#### [EXERCISE DIRECTIONS]
Rewrite the entries from the start through the line containing "top-left (366, 2), bottom-right (414, 32)", including that line and keeping the requests. Shift every bounding-box coordinate in the answers by adding -87 to it, leave the requests and their format samples as they are, and omit the pictures.

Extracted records
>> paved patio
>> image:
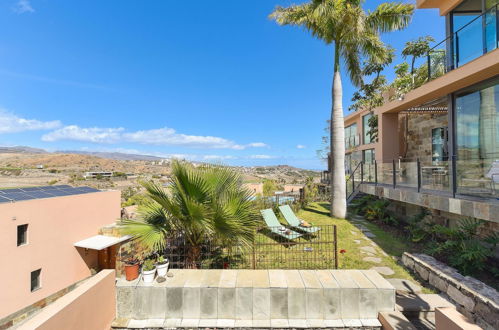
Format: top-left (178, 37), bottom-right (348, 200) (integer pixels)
top-left (115, 269), bottom-right (395, 328)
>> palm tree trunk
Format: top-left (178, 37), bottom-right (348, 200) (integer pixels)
top-left (186, 246), bottom-right (201, 269)
top-left (329, 43), bottom-right (347, 219)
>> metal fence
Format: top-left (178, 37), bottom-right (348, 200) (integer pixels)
top-left (164, 225), bottom-right (338, 269)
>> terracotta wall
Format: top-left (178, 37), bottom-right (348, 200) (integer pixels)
top-left (18, 269), bottom-right (116, 330)
top-left (0, 191), bottom-right (121, 319)
top-left (399, 113), bottom-right (448, 163)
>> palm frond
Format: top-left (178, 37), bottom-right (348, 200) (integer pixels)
top-left (366, 2), bottom-right (414, 32)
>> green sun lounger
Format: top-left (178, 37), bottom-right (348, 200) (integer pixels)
top-left (279, 205), bottom-right (321, 234)
top-left (260, 209), bottom-right (302, 240)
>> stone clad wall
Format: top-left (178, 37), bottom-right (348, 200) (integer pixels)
top-left (399, 114), bottom-right (447, 161)
top-left (402, 252), bottom-right (499, 329)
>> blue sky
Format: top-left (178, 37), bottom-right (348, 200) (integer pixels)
top-left (0, 0), bottom-right (445, 169)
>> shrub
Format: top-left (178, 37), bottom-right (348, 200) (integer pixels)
top-left (427, 218), bottom-right (499, 275)
top-left (142, 259), bottom-right (156, 272)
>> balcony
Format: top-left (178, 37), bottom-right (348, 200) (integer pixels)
top-left (345, 134), bottom-right (360, 150)
top-left (427, 4), bottom-right (499, 80)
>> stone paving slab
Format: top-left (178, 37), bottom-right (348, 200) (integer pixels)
top-left (396, 294), bottom-right (455, 312)
top-left (370, 266), bottom-right (395, 276)
top-left (121, 319), bottom-right (381, 330)
top-left (387, 278), bottom-right (422, 293)
top-left (360, 246), bottom-right (376, 254)
top-left (116, 270), bottom-right (395, 327)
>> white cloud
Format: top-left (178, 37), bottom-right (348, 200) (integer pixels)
top-left (123, 127), bottom-right (244, 149)
top-left (42, 125), bottom-right (124, 143)
top-left (12, 0), bottom-right (35, 14)
top-left (247, 142), bottom-right (268, 148)
top-left (0, 109), bottom-right (61, 134)
top-left (42, 125), bottom-right (266, 150)
top-left (203, 155), bottom-right (237, 160)
top-left (248, 155), bottom-right (275, 159)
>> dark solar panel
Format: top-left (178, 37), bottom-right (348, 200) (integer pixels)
top-left (0, 185), bottom-right (99, 203)
top-left (78, 187), bottom-right (99, 192)
top-left (3, 188), bottom-right (23, 194)
top-left (0, 192), bottom-right (35, 201)
top-left (29, 191), bottom-right (54, 198)
top-left (19, 187), bottom-right (43, 192)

#### [EXERCISE RESULT]
>> paved patio
>> image:
Format: top-left (178, 37), bottom-right (348, 200) (integer pixels)
top-left (28, 182), bottom-right (308, 241)
>> palm tree trunk
Format: top-left (178, 37), bottom-right (348, 200) (integer pixels)
top-left (99, 159), bottom-right (114, 182)
top-left (242, -44), bottom-right (260, 132)
>> metal fence
Format: top-left (178, 37), bottom-right (348, 200) (integer pixels)
top-left (77, 138), bottom-right (251, 182)
>> terracotta wall
Format: top-left (178, 37), bottom-right (348, 200) (integer pixels)
top-left (-69, 182), bottom-right (29, 243)
top-left (-87, 104), bottom-right (34, 232)
top-left (312, 26), bottom-right (361, 76)
>> palm frond
Format: top-left (178, 37), bottom-right (348, 200) (integer pixels)
top-left (279, -85), bottom-right (327, -55)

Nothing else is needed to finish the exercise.